- RAW DATA -
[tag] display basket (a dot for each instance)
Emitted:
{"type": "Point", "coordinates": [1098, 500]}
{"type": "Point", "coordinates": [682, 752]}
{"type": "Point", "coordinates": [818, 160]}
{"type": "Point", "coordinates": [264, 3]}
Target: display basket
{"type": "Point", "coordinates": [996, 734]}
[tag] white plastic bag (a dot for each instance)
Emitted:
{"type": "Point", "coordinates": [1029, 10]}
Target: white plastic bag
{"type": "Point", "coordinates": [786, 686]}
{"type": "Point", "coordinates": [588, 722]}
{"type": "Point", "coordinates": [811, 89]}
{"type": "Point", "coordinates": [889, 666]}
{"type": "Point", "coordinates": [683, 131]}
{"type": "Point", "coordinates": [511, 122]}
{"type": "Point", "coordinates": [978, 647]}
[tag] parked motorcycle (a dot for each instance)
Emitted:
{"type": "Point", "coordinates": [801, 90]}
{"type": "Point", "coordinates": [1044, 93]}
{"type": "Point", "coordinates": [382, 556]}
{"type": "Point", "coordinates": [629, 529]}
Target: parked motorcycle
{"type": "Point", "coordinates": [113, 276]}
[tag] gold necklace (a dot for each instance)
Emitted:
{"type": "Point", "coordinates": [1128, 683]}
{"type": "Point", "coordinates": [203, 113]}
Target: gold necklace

- EXERCISE REQUIREMENTS -
Exactly and only the lines from the line containing "[tag] white plastic" through the last line of the entries should be copied, both ends included.

- FINAL RESULT -
[tag] white plastic bag (a dot for each instance)
Emitted:
{"type": "Point", "coordinates": [1029, 10]}
Target: white plastic bag
{"type": "Point", "coordinates": [786, 686]}
{"type": "Point", "coordinates": [588, 722]}
{"type": "Point", "coordinates": [811, 89]}
{"type": "Point", "coordinates": [889, 666]}
{"type": "Point", "coordinates": [683, 131]}
{"type": "Point", "coordinates": [511, 122]}
{"type": "Point", "coordinates": [978, 647]}
[tag] parked motorcycle (a dot for each instance)
Emitted:
{"type": "Point", "coordinates": [801, 90]}
{"type": "Point", "coordinates": [1044, 93]}
{"type": "Point", "coordinates": [382, 556]}
{"type": "Point", "coordinates": [629, 529]}
Target: parked motorcycle
{"type": "Point", "coordinates": [113, 276]}
[tag] gold necklace (a dot for each instance)
Emitted:
{"type": "Point", "coordinates": [1128, 683]}
{"type": "Point", "coordinates": [203, 113]}
Target: gold necklace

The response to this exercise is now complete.